(Supplied passage Opens)

The biggest challenge in health care today is balancing how to provide patients with access to the highest quality of care possible against the costs associated with providing that care. That’s why addressing gross inefficiencies in health care is of paramount importance. One of the most glaring issues is that of “high utilizers.” These are patients who repeatedly end up visiting emergency departments for care. Nationally, around five percent of patients account for about a quarter of all emergency department (ED) visits annually. According to the Wisconsin Hospital Association, over 10,000 Medicaid patients in Wisconsin visited an ED seven or more times in 2016. That represents roughly 111,000 ED visits. Over 3,000 patients in the state ended up in an ED seven or more times in both 2015 and 2016. All told, these repeated visits cost the Wisconsin Medicaid program over $52 million annually. These are staggering numbers; yet, they represent a massive opportunity for improvement.

(Supplied passage Closes)

• _Task to complete_
Copy out the whole passage above about emergency department high utilizers, word for word.

(Entries supplied Opens)

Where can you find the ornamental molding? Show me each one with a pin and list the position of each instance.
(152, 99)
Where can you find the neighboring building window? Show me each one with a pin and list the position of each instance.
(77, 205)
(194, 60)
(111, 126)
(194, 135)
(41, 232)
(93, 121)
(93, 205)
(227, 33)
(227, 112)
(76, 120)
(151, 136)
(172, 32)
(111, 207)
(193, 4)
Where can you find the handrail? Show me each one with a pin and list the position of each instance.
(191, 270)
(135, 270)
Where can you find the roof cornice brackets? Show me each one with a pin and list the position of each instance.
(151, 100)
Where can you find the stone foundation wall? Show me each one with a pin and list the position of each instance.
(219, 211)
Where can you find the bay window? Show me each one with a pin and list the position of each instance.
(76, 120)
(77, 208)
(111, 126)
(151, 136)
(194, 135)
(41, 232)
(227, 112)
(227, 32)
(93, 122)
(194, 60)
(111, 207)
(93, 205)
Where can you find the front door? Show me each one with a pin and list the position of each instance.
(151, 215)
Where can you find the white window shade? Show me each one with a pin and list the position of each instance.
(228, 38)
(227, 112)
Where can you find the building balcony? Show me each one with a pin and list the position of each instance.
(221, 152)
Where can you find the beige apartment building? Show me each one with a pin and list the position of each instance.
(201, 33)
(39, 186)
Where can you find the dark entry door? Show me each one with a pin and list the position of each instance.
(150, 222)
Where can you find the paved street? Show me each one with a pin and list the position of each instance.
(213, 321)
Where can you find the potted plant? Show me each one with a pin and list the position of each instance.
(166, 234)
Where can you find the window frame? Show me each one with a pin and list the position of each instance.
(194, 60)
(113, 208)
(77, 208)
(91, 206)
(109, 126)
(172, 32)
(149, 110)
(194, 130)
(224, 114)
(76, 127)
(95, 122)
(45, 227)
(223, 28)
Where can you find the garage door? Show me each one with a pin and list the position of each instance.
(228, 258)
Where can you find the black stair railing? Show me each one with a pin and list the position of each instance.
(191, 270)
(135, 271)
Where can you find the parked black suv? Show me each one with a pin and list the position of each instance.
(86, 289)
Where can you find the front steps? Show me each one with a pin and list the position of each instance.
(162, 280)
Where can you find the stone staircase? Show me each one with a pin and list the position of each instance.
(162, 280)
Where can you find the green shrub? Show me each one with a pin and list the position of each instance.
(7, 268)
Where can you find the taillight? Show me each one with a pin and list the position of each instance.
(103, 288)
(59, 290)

(Entries supplied Closes)
(Entries supplied Opens)

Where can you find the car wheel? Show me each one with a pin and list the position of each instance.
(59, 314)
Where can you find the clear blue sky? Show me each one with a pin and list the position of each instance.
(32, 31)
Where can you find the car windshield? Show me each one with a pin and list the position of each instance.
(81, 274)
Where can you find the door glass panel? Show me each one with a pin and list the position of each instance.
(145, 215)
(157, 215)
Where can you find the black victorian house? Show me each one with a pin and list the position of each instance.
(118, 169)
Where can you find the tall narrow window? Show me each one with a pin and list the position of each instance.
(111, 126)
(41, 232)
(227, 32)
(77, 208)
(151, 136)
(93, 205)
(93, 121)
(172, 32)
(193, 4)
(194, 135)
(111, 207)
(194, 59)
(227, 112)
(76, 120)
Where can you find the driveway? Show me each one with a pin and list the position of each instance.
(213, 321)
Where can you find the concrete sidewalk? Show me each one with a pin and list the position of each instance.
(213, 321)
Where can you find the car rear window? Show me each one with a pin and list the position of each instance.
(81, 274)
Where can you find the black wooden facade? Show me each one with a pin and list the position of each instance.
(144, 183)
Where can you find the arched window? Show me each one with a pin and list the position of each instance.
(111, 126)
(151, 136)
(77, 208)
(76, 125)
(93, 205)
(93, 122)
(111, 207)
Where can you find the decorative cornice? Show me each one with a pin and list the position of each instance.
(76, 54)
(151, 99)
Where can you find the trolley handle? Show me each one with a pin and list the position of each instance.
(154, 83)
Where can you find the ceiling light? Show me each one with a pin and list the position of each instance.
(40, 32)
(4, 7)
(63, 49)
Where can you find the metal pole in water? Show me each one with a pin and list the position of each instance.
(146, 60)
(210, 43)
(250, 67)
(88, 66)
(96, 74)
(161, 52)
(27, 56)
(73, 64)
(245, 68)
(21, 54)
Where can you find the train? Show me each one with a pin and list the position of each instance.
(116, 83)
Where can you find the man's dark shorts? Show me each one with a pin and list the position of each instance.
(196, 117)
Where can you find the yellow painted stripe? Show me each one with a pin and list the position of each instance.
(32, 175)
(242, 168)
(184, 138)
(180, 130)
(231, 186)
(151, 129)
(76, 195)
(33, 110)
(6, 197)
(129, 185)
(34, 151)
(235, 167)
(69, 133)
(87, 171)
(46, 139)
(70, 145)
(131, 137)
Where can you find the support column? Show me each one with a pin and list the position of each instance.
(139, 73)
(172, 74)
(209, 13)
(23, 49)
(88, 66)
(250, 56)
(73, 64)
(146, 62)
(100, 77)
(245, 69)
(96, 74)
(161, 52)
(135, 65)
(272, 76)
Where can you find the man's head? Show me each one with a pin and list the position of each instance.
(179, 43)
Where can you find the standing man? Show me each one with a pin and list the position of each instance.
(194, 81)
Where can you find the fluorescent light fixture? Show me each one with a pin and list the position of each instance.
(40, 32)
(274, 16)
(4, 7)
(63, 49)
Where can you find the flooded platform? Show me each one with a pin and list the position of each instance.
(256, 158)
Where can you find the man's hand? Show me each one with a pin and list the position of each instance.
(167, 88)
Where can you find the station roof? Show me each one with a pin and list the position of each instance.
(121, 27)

(Entries supplied Closes)
(Entries supplied Opens)

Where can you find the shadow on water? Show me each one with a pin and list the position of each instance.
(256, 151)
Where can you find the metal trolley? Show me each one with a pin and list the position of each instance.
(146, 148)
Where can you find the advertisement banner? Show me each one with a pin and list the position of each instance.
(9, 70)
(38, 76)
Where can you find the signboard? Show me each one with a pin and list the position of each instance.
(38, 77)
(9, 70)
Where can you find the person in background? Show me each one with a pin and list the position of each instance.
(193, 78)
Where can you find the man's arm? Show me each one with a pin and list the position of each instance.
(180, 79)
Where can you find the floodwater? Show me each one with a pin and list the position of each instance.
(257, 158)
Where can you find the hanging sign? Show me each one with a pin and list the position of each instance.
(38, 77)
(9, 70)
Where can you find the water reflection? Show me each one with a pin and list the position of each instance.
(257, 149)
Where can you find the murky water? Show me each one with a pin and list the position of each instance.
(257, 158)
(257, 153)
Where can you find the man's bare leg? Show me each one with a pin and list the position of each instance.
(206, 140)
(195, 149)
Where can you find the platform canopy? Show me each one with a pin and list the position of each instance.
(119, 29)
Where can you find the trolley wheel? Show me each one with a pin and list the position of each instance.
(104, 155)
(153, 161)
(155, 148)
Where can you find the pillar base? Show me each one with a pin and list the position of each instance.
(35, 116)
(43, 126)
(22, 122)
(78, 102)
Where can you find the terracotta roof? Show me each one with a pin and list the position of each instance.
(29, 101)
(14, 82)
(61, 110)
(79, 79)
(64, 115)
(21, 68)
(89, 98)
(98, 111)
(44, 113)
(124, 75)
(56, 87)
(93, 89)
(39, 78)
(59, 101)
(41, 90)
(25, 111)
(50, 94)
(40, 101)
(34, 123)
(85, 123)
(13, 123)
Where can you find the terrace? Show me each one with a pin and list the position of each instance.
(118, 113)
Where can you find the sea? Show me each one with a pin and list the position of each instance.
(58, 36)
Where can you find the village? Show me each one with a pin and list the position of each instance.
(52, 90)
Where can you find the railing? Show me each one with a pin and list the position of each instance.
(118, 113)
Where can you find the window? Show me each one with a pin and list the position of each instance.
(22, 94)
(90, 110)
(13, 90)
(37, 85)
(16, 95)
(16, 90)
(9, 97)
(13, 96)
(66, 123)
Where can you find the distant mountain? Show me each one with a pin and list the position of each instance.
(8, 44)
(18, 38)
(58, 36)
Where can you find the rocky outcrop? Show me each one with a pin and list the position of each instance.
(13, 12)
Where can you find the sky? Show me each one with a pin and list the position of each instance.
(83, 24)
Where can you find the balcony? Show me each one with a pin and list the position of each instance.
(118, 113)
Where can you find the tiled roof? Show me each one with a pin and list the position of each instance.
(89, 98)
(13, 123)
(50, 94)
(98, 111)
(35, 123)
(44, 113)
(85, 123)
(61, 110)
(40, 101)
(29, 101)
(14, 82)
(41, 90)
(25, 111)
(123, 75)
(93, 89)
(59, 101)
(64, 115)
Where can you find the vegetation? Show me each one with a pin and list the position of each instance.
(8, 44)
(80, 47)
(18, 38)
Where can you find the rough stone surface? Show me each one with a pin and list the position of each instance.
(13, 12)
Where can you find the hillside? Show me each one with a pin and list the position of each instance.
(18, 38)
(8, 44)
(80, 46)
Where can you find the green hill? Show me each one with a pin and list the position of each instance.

(Entries supplied Closes)

• _Expected answer_
The biggest challenge in health care today is balancing how to provide patients with access to the highest quality of care possible against the costs associated with providing that care. That’s why addressing gross inefficiencies in health care is of paramount importance. One of the most glaring issues is that of “high utilizers.” These are patients who repeatedly end up visiting emergency departments for care. Nationally, around five percent of patients account for about a quarter of all emergency department (ED) visits annually. According to the Wisconsin Hospital Association, over 10,000 Medicaid patients in Wisconsin visited an ED seven or more times in 2016. That represents roughly 111,000 ED visits. Over 3,000 patients in the state ended up in an ED seven or more times in both 2015 and 2016. All told, these repeated visits cost the Wisconsin Medicaid program over $52 million annually. These are staggering numbers; yet, they represent a massive opportunity for improvement.